## [YOUR INSTRUCTIONS]
Copy out, word for word, the part of the data below that opens with the line containing "the rear side" and closes with the line containing "[(610, 404), (57, 459), (779, 412)]", including both of those lines.

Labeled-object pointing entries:

══════════════════════════════

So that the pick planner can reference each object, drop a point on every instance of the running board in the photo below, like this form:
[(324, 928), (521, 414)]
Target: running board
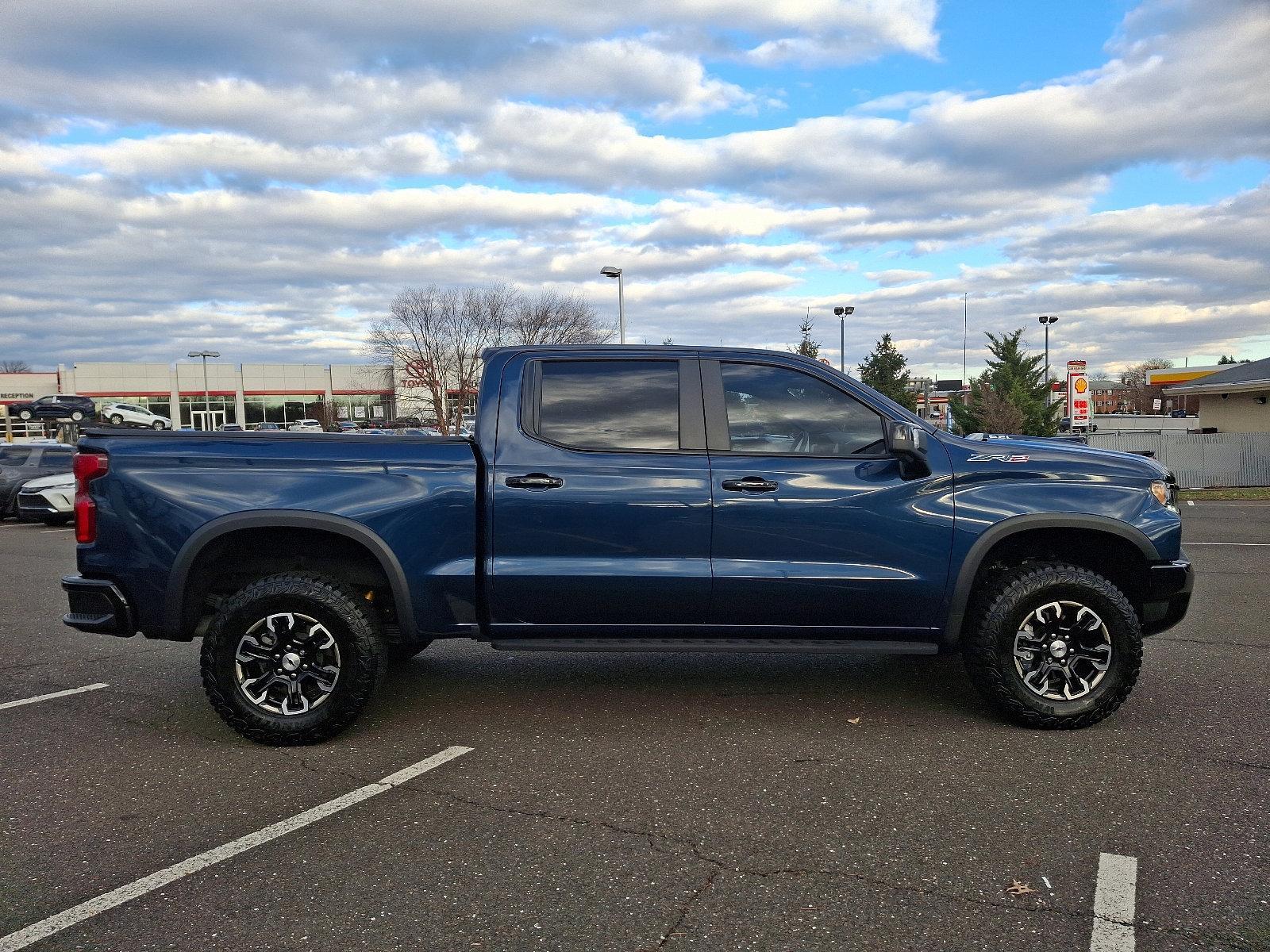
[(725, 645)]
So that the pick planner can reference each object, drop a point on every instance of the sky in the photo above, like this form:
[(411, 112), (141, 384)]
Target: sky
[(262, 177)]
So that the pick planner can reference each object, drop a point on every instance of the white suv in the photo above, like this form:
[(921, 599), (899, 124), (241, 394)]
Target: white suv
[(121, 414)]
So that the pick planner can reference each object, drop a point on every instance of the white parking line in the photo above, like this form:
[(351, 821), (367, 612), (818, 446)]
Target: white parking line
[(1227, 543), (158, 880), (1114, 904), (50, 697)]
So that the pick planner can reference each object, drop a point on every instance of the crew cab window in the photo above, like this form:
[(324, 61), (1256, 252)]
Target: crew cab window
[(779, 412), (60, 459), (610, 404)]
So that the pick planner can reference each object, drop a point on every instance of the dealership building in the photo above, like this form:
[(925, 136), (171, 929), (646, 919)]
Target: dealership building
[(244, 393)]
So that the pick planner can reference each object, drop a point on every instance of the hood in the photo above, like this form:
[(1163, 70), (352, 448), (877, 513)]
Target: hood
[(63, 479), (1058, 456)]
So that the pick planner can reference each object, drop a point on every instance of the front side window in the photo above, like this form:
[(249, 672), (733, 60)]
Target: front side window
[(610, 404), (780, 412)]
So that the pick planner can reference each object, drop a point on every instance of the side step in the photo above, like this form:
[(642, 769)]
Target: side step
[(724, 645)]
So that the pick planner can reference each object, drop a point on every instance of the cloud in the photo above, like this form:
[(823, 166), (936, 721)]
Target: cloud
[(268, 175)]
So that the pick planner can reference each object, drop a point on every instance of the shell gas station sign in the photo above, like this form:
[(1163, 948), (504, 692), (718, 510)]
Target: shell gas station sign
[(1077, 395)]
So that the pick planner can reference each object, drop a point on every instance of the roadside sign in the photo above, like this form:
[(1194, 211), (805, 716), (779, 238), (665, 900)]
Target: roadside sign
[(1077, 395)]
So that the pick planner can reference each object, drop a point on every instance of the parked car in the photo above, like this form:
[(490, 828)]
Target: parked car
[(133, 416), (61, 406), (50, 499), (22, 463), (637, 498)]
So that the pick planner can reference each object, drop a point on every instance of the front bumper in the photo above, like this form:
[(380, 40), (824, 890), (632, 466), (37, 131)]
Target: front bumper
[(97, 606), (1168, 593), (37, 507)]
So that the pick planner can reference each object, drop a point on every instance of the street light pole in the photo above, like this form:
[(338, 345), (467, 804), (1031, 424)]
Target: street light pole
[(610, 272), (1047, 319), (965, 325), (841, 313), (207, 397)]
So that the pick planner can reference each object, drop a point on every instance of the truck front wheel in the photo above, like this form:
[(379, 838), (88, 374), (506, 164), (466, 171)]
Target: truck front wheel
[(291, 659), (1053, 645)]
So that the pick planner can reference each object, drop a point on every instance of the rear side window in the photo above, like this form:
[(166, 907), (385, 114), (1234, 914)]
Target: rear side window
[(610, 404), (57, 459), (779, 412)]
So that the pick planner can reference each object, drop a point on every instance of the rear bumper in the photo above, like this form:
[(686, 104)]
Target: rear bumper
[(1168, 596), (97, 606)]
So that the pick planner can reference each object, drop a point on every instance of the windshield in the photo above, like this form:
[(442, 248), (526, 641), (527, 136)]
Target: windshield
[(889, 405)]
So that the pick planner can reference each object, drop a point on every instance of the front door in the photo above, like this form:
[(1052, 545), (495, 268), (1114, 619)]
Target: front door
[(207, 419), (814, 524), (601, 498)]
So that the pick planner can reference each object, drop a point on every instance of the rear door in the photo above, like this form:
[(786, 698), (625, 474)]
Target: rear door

══════════════════════════════

## [THE REPLY]
So that the pick planner can reference each object, drop a point on every instance of the rear side window in the photo above, like this form:
[(166, 907), (385, 114), (1234, 914)]
Target: rear side window
[(610, 404), (57, 459), (779, 412)]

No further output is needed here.